▶ Exercise description: Count the lines in the records below that contain the string "dirt", and give only the number.

▶ Provided entries:
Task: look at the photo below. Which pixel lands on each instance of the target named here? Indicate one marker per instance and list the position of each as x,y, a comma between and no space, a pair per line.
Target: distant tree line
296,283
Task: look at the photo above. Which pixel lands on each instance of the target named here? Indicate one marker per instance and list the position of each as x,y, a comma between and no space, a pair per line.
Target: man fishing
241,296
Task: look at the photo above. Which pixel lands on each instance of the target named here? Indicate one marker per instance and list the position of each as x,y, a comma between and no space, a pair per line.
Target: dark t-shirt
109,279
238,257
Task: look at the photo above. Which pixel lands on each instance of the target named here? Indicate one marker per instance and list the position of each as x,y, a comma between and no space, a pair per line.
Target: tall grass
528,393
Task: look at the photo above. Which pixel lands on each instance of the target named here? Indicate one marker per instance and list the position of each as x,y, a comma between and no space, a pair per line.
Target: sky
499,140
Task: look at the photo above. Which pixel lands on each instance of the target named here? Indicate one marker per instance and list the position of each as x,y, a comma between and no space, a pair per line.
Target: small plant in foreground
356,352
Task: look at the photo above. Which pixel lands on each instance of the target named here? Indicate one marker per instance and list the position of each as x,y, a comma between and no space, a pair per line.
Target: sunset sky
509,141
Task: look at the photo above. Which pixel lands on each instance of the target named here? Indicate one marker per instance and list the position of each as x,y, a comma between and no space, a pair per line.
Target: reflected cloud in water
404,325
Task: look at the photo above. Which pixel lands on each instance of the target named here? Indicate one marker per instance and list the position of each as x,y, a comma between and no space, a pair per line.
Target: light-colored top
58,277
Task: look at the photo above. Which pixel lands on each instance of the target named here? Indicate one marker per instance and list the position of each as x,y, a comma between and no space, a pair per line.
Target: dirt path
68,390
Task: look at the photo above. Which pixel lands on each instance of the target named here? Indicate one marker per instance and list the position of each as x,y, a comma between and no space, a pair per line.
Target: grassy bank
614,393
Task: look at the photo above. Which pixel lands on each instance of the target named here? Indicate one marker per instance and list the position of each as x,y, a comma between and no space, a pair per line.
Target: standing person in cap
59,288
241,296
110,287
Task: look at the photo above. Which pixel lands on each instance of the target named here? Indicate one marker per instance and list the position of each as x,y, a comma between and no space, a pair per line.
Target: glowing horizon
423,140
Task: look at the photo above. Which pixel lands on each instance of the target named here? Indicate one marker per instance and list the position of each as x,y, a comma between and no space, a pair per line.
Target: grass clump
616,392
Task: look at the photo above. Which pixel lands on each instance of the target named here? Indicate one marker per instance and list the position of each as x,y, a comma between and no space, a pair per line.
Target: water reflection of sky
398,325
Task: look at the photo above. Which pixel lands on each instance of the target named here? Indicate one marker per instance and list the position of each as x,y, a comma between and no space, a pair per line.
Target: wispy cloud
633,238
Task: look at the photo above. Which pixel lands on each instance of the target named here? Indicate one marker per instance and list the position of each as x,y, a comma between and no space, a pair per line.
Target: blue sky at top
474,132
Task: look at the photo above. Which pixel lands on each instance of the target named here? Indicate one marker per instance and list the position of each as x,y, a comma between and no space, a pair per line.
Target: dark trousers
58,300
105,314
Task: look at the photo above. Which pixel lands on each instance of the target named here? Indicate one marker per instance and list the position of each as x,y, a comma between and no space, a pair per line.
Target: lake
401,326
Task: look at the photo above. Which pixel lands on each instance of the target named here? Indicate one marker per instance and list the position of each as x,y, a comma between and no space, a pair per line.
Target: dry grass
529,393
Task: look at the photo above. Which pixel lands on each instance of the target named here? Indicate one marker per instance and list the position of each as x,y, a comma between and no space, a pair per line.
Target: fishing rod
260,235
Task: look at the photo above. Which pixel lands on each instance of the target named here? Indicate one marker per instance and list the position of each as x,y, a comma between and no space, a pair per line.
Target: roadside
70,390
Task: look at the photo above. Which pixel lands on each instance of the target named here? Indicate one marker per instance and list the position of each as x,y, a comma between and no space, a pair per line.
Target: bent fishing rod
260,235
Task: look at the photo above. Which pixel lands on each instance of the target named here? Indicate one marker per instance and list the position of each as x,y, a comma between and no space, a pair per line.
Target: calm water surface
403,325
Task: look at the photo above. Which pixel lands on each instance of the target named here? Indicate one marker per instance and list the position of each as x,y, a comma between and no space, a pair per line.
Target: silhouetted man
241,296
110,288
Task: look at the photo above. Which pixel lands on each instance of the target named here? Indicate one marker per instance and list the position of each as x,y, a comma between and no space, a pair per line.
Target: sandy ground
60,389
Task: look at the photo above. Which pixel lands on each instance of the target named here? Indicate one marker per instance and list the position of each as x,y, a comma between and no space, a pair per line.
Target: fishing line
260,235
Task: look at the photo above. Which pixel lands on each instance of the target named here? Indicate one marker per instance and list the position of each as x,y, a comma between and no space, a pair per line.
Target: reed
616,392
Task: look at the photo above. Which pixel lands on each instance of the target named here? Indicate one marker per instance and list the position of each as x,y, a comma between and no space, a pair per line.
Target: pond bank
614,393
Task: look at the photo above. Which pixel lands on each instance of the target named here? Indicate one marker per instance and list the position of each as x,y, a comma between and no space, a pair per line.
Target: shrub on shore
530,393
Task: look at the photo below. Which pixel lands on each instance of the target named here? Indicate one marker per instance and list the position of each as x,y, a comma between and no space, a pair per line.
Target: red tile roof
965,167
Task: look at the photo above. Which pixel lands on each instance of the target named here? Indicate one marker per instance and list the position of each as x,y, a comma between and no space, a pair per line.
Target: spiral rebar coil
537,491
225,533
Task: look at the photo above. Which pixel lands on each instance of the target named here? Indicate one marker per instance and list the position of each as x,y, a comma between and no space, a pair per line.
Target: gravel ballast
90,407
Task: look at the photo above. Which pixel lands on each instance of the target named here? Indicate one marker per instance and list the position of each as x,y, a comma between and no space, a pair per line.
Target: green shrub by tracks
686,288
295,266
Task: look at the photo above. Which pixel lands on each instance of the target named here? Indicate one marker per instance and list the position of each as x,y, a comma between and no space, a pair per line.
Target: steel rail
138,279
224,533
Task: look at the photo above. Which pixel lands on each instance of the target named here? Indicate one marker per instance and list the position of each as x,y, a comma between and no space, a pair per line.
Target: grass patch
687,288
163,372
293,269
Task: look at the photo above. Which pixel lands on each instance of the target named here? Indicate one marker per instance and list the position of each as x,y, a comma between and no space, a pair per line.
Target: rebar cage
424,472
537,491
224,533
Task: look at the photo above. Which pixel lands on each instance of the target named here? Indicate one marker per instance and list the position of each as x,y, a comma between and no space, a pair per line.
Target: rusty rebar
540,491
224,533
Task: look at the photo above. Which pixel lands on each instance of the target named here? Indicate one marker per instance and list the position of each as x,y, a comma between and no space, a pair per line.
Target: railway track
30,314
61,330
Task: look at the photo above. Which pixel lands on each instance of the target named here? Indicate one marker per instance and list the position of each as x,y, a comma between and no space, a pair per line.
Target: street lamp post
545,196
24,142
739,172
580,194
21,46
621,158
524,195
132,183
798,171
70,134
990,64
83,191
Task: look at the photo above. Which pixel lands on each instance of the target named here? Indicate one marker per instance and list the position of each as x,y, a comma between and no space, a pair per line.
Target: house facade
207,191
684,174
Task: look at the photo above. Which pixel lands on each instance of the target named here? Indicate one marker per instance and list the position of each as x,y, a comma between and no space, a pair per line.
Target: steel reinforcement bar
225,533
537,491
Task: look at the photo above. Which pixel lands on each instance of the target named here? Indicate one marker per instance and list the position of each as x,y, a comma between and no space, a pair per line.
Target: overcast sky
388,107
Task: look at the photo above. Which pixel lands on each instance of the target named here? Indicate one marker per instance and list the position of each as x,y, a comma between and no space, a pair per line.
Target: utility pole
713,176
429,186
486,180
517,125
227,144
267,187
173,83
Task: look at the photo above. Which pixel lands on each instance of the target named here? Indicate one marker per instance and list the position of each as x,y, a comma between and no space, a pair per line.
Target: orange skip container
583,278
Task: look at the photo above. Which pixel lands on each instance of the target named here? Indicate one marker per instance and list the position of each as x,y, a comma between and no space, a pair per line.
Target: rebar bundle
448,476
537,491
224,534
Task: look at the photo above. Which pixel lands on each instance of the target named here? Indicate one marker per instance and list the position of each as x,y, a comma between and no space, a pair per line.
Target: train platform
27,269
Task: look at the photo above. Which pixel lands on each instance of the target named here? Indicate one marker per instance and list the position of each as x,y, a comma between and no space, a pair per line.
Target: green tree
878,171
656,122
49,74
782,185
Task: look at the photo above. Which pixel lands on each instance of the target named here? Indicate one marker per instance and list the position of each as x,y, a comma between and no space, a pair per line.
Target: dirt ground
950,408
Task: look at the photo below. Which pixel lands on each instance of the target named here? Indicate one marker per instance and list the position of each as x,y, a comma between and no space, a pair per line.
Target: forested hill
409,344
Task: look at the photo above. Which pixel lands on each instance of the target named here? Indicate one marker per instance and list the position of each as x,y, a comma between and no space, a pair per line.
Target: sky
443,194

▶ Right answer: 2